** Information given follows **

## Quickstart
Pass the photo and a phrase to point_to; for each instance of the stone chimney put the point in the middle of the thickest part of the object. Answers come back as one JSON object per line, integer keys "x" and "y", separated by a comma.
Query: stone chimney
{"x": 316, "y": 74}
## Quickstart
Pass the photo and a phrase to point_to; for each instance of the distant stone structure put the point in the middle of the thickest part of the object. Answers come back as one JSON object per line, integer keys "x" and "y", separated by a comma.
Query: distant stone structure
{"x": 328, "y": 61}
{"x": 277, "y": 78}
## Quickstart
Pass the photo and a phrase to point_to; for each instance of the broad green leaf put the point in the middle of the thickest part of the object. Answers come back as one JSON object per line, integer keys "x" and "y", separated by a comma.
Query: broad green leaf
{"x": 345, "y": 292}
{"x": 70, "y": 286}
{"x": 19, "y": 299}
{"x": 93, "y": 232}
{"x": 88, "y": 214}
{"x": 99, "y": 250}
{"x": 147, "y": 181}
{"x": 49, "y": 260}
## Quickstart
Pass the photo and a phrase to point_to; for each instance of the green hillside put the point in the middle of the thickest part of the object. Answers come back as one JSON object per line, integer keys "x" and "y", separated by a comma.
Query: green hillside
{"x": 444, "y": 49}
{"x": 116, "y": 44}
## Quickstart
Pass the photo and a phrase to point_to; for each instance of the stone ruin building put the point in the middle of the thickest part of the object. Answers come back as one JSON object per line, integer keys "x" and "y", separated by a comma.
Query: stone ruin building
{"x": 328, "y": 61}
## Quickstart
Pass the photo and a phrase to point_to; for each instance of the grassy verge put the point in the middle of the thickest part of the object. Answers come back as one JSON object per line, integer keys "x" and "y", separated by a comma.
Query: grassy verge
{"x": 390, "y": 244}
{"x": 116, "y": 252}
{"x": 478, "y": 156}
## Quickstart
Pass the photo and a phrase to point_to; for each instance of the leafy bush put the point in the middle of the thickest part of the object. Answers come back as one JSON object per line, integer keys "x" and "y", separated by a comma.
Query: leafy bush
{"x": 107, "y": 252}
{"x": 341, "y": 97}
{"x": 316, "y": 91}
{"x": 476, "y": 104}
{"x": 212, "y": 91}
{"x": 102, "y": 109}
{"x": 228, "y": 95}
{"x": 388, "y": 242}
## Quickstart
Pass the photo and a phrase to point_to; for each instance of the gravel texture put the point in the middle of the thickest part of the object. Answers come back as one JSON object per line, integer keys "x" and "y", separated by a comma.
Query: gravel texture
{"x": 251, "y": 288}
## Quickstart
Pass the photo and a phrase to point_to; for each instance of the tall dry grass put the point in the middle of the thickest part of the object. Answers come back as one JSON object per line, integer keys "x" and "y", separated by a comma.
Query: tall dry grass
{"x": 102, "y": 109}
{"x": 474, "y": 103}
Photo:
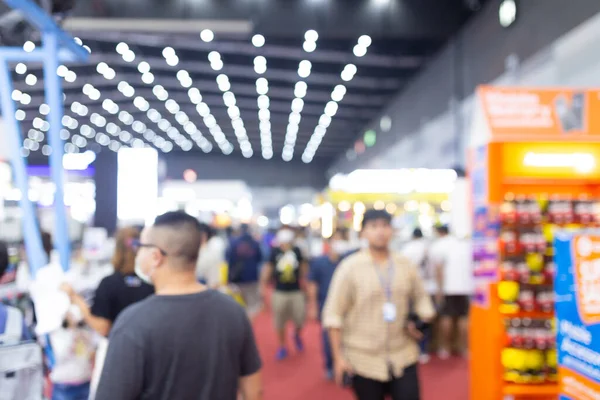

** End of Information given **

Assignment: In your copy of the entries above, leave out the pictures and keep every word exact.

Finished exercise:
## Quickstart
Pass the photo and a phrase to point_to; for each instance of the stone chimney put the point in the middle of the thickest part of the object. Answers come back as one JSON object per line, integer keys "x" and "y", separated by a comma.
Query: stone chimney
{"x": 316, "y": 74}
## Quickstart
Pass the photo and a phrase to point_to; for each instance of the distant stone structure put the point in the middle of the thickest part of the object. Answers come back as one JSON object per line, integer keys "x" and "y", separated by a comma.
Query: distant stone structure
{"x": 328, "y": 61}
{"x": 277, "y": 78}
## Quickstart
Pass the photo and a phrase to point_to; for each instance of the broad green leaf put the point in the middle of the thickest part of the object. Answers come back as one JSON object per line, integer keys "x" and "y", separated by a comma.
Query: broad green leaf
{"x": 345, "y": 292}
{"x": 70, "y": 286}
{"x": 19, "y": 299}
{"x": 93, "y": 232}
{"x": 88, "y": 214}
{"x": 99, "y": 250}
{"x": 147, "y": 181}
{"x": 49, "y": 260}
## Quickstart
Pass the photo and a phrase to point_to; for each instance of the green hillside put the point in the middle of the thickest part of the object. Answers come back as one JSON object per line, integer keys "x" and "y", separated by a comma.
Query: green hillside
{"x": 444, "y": 49}
{"x": 116, "y": 44}
## Quickstart
Pass the photo and a phrase to point_to; for each instance of the stone ruin building put the point in the middle of the thickest part of the object. Answers come back as one JSON object per line, integer keys "x" and "y", separated by a comma.
Query: stone ruin building
{"x": 328, "y": 61}
## Quickstart
Pass the photo and a phrase to point_to; for each instance of the grassy verge put the point in the middle of the thickest part of the object. Answers come back as one JSON object per line, integer keys "x" and "y", separated by a comma.
Query: grassy verge
{"x": 390, "y": 244}
{"x": 116, "y": 252}
{"x": 478, "y": 156}
## Quickstart
Pass the photo and a phrase to point_to; for each instance of the leafy bush put the point in the middle of the thickest part of the object. Answers come back as one JSON object per line, integer keys "x" and "y", separated by a comma.
Query: leafy bush
{"x": 107, "y": 252}
{"x": 341, "y": 97}
{"x": 316, "y": 91}
{"x": 476, "y": 104}
{"x": 212, "y": 91}
{"x": 102, "y": 109}
{"x": 228, "y": 95}
{"x": 388, "y": 242}
## Quickstart
Pass the photo and a phrase to point_to; for each instance of the gravel texture put the point in the middle of the thickest part of the object. Answers come back as one JSON object per line, integer keys "x" and "y", separated by a comma.
Query: gravel texture
{"x": 251, "y": 288}
## Quickstart
Pass the photo and a phrase to point_to; for each instance of the tall dry grass put the point in the middle of the thickest part of the object. Answers come back as one JSON object per line, integer keys "x" and "y", separated by a comma.
Query: tall dry grass
{"x": 102, "y": 109}
{"x": 474, "y": 103}
Photo:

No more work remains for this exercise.